• [Directive]: Reproduce the material below line for line, without changing a single character.

• [Rows]:
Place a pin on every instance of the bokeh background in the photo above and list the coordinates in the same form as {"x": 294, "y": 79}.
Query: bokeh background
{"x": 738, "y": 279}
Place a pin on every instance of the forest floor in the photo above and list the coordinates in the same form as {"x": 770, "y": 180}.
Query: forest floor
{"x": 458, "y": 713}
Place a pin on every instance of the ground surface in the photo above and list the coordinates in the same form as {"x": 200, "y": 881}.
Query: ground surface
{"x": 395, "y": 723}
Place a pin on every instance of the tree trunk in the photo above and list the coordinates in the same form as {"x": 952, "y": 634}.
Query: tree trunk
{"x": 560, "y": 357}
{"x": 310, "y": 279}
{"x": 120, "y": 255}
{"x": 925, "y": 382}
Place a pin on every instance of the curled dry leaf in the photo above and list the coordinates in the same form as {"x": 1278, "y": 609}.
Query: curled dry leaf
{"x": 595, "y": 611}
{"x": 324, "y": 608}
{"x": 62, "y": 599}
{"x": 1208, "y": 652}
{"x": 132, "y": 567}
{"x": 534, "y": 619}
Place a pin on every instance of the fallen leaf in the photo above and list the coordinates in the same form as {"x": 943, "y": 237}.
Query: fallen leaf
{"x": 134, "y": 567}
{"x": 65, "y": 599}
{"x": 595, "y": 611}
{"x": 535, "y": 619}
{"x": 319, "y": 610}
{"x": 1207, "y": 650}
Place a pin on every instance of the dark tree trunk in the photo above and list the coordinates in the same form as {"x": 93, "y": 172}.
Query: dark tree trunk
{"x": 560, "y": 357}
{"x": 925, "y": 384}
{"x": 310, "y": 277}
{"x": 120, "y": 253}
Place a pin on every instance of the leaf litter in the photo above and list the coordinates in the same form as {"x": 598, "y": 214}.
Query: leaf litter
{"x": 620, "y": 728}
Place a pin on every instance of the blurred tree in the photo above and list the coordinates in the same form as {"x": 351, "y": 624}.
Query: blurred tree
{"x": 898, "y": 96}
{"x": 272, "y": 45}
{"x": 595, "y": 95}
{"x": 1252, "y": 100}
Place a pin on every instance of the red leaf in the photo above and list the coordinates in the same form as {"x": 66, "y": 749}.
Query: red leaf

• [Result]:
Place a pin on every instance of the bokeh background in the photo above and list the coordinates in the same form as {"x": 294, "y": 79}.
Query: bokeh background
{"x": 738, "y": 279}
Place a pin on every instance of the forest floor in the photo above and list the coordinates in the same form as {"x": 770, "y": 180}.
Query: forest floor
{"x": 458, "y": 713}
Place a pin on every instance of the ground surface in the photo above and list the coordinates in the same form as {"x": 200, "y": 881}.
Query: ground surface
{"x": 395, "y": 723}
Place a pin on every instance of the tree trunk in the photo above and list the coordinates in the same form as {"x": 952, "y": 634}.
Query: tree trunk
{"x": 560, "y": 357}
{"x": 310, "y": 279}
{"x": 120, "y": 255}
{"x": 925, "y": 382}
Place a pin on every instance of the curled dry leaf in the photo above and list the coordinates in the same form as {"x": 1278, "y": 609}.
Query: curled dry leaf
{"x": 595, "y": 611}
{"x": 324, "y": 608}
{"x": 62, "y": 599}
{"x": 1208, "y": 652}
{"x": 132, "y": 567}
{"x": 534, "y": 619}
Place a pin on every instance of the fallen leaf in the photo above and list the coordinates in the same form as {"x": 943, "y": 237}.
Query: fallen leaf
{"x": 134, "y": 567}
{"x": 65, "y": 599}
{"x": 595, "y": 611}
{"x": 535, "y": 619}
{"x": 319, "y": 610}
{"x": 1207, "y": 650}
Place a pin on every instance of the dark tree trunk in the photo above and list the coordinates in the same form as {"x": 93, "y": 172}.
Query: dark tree trunk
{"x": 560, "y": 357}
{"x": 925, "y": 384}
{"x": 310, "y": 277}
{"x": 120, "y": 253}
Place a pin on every instance of the leaf litter in the photo above and list the coordinates in the same form as {"x": 598, "y": 214}.
Query: leaf litter
{"x": 620, "y": 728}
Place a pin on every instance of the blurred tree in the photo above and list the coordinates in the same form as {"x": 351, "y": 624}.
Query: blurred tree
{"x": 898, "y": 96}
{"x": 272, "y": 45}
{"x": 595, "y": 95}
{"x": 1252, "y": 100}
Place a pin on every instance of the red leaf in the photo above and list the coordinates in the same form as {"x": 66, "y": 749}.
Query: red leaf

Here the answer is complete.